A petition for a rehearing was denied January 8, 1962, and appellant’s petition for a hearing by the Supreme Court was denied February 21, 1962.
Evidence was offered in this case for the purpose of showing that the defendants committed other crimes than the one of which they are accused and for which they are on trial in this action namely, that they aided and abetted and encouraged the commission of certain robberies and an assault with a deadly weapon with intent to commit murder and that at the time in question a defendant was in violation of his parole from the state prison.
Such evidence was received for a limited purpose only not to prove distinct offenses or continual criminality, but for such bearing, if any, as it might have on the question whether the defendants or either of them are innocent or guilty of the crime charged against them in this action.
You are not permitted to consider such evidence for any other purpose, and as to that purpose you must weigh such evidence as you do all other in the case.

_INFORMATION SUPPLIED:_

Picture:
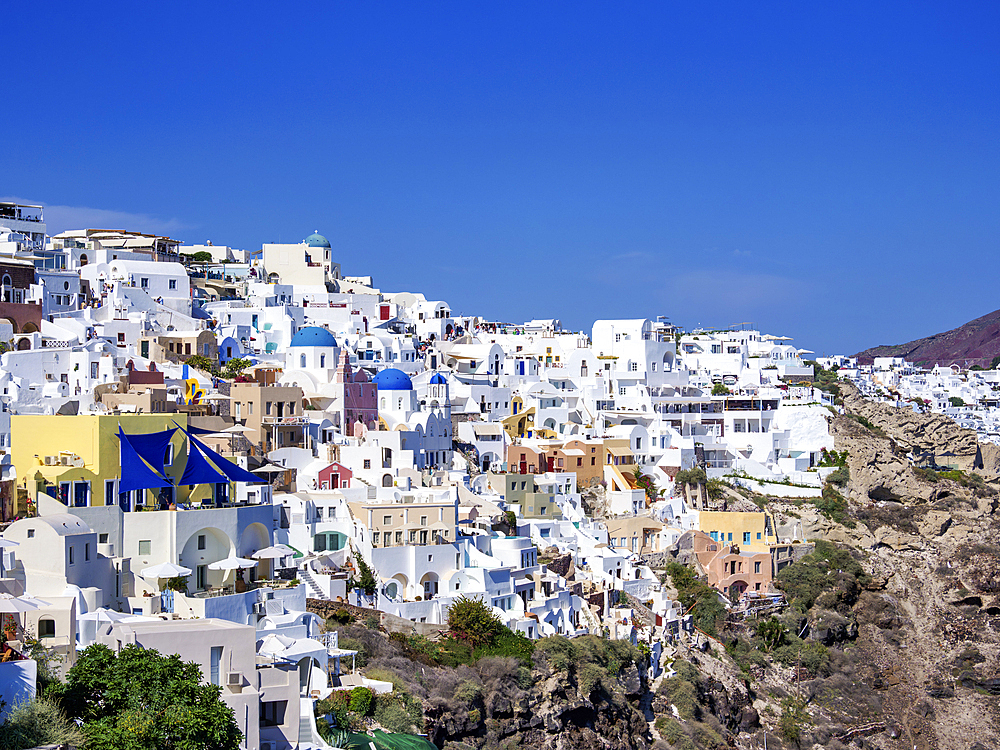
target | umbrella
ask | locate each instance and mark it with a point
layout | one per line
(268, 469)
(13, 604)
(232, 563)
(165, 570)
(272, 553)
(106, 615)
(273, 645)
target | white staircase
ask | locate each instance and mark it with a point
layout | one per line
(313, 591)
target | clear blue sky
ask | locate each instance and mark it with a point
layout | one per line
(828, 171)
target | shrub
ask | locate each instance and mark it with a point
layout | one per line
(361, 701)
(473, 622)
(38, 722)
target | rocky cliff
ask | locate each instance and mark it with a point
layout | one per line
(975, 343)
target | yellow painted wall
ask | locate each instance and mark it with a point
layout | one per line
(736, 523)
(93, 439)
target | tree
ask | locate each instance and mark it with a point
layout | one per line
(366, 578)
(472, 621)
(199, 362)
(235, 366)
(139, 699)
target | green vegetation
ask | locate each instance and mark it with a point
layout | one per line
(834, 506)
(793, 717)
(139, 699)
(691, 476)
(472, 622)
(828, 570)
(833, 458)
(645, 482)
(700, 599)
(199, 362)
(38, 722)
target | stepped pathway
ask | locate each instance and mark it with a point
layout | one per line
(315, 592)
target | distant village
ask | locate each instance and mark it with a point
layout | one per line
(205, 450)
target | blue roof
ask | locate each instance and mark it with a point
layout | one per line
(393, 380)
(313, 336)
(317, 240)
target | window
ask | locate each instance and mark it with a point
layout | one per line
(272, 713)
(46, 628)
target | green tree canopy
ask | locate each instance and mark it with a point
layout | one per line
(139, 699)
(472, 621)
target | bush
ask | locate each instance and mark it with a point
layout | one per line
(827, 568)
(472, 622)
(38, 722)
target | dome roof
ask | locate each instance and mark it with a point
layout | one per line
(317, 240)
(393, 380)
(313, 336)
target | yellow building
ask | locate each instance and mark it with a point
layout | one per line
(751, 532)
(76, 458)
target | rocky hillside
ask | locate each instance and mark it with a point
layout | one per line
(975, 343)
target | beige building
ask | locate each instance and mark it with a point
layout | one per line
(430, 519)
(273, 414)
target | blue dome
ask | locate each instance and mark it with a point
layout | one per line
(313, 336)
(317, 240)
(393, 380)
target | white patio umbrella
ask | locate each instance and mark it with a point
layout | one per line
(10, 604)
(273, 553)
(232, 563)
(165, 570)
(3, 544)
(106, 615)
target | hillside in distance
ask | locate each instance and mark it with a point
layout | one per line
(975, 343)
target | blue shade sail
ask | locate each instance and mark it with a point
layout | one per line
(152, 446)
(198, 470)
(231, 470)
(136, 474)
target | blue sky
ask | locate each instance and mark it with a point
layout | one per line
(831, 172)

==

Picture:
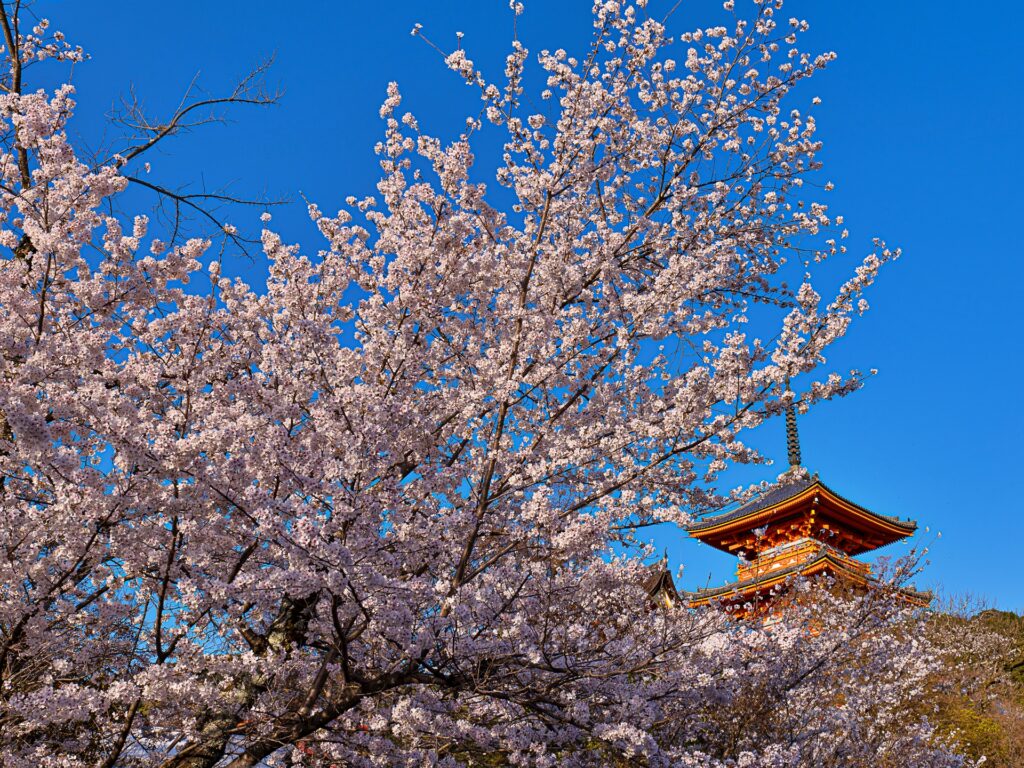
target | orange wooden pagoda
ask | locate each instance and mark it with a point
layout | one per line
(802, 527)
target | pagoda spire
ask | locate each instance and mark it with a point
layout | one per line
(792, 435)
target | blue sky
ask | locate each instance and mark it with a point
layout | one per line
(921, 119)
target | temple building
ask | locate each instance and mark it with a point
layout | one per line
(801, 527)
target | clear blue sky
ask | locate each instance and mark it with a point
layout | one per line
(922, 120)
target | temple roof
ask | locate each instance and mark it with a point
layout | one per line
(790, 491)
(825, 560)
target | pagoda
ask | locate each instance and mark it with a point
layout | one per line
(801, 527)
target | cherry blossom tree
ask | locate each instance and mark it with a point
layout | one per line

==

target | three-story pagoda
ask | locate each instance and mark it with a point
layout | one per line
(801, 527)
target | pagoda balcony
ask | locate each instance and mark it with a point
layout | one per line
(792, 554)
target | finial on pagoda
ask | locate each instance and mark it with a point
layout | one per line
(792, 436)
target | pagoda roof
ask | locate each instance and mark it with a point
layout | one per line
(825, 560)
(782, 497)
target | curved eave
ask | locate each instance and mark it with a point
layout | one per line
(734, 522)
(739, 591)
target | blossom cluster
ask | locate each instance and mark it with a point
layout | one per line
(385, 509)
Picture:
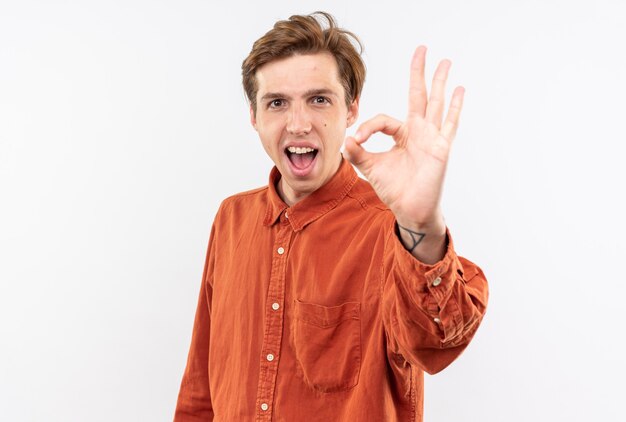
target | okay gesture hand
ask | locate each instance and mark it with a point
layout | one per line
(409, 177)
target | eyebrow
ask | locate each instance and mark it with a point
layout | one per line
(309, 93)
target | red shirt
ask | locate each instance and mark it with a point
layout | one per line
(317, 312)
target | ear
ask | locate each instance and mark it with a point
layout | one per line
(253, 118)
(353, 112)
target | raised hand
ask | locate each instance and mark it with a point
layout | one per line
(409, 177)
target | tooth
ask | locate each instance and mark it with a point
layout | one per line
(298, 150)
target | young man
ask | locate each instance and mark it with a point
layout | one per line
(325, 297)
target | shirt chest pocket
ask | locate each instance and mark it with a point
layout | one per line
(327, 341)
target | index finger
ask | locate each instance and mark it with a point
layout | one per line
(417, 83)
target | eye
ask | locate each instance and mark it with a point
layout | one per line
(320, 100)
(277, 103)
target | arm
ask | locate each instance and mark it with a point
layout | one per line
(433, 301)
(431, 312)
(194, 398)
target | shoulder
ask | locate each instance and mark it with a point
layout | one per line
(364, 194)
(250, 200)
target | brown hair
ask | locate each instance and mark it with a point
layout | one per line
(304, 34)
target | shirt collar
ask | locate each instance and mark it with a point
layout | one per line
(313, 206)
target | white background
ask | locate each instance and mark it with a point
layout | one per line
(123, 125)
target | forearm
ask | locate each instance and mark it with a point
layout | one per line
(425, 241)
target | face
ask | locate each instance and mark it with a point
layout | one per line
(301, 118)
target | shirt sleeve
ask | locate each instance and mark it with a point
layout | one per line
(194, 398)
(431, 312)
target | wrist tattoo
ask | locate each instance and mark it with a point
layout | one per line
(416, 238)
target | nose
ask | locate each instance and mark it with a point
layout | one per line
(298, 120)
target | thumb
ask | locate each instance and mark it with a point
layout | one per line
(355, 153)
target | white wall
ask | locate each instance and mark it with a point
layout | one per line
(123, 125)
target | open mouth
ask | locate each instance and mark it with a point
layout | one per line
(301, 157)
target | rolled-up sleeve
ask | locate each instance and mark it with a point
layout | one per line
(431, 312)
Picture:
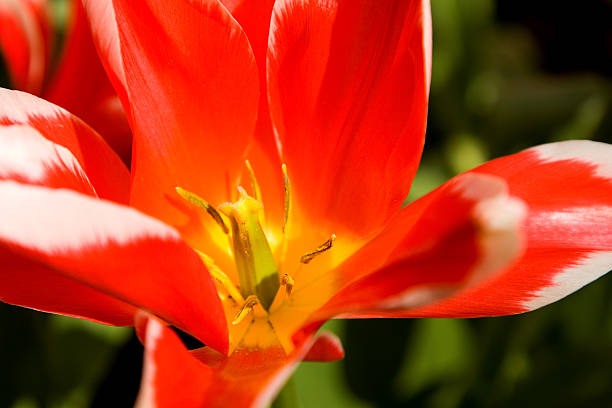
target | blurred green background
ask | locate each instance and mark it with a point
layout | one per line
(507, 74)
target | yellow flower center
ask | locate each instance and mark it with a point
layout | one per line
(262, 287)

_WORK INSTRUCTIONS:_
A: Rewrite the paragraph of the court excerpt that begins "Evidence was offered in this case" as a short list, keeping its main facts.
B: Carry the court excerpt forward from its last sentence, in the same style.
The items are separate material and have nothing to do with the court excerpt.

_RESPONSES BY TASK:_
A:
Evidence was offered to show the defendants committed crimes other than the one charged:
- aiding, abetting and encouraging certain robberies
- aiding, abetting and encouraging an assault with a deadly weapon with intent to commit murder
- at the time in question, one defendant was violating his parole from the state prison

B:
The value, if any, of such evidence depends on whether or not it tends to show that the defendants or either of them had a motive for the commission of the offense charged against them in this action. (CALJIG rev. 33, adapted.)
Regarding the evidence introduced in this case concerning the commission of offenses, if any, hy the defendants other than the one with which they are charged, I instruct you that it is not necessary to prove all of the elements of each of such other offenses beyond a reasonable doubt. It is sufficient if you find that the evidence, if any, concerning other offenses is established by competent proof sufficient to arouse more than a mere suspicion and that such evidence must afford substantial proof that the other offenses, if any, were in fact committed by the defendants or either of them, having in mind all of the other instructions relative to the limited purpose for which such other offenses are to be considered. People v. Lisenba, 14 Cal.2d 403 [94 P.2d 569]; People v. Albertson, 23 Cal.2d 550 [145 P.2d 7].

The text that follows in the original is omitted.